◆ Texte à lire:
La politique américaine (et israélienne) aurait toujours besoin d’ennemis à l’ombre desquels elle ferait fructifier ses intérêts, et au besoin, elle en créerait. L’exemple du Cuba de l’«ami» infidèle Fidel Castro est édifiant à cet égard. De même que celui de l’émergence de l’islam en tant qu’ennemi absolu… après avoir été l’allié fidèle contre le communisme, répondrait-il à ce schéma de la stratégie de la tension permanente.
Par Dr Mounir Hanablia *
En Octobre 1962, le 14 plus exactement, les avions espions américains U2 volant à très haute altitude au-dessus de Cuba découvraient des rampes de lancement de missiles nucléaires en cours de construction ainsi que des hangars pour bombardiers stratégiques. C’est ainsi que s’ouvrait la crise qui allait mener le monde au bord de la guerre nucléaire.

◆ Extrait de données:
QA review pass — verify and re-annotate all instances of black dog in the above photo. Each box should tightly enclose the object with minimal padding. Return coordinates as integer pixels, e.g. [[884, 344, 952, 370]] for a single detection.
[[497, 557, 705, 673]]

◆ Consigne: D'après le texte sur la politique américaine, qu'est-ce qui a déclenché la crise qui a mené le monde au bord de la guerre nucléaire ? Répondez en une à trois phrases. La liste provient d'une autre source que le texte sur la politique américaine.

◆ Réponse: Le 14 octobre 1962, des avions espions américains U2 survolant Cuba à très haute altitude ont découvert des rampes de lancement de missiles nucléaires en construction ainsi que des hangars pour bombardiers stratégiques. C'est cette découverte qui a ouvert la crise.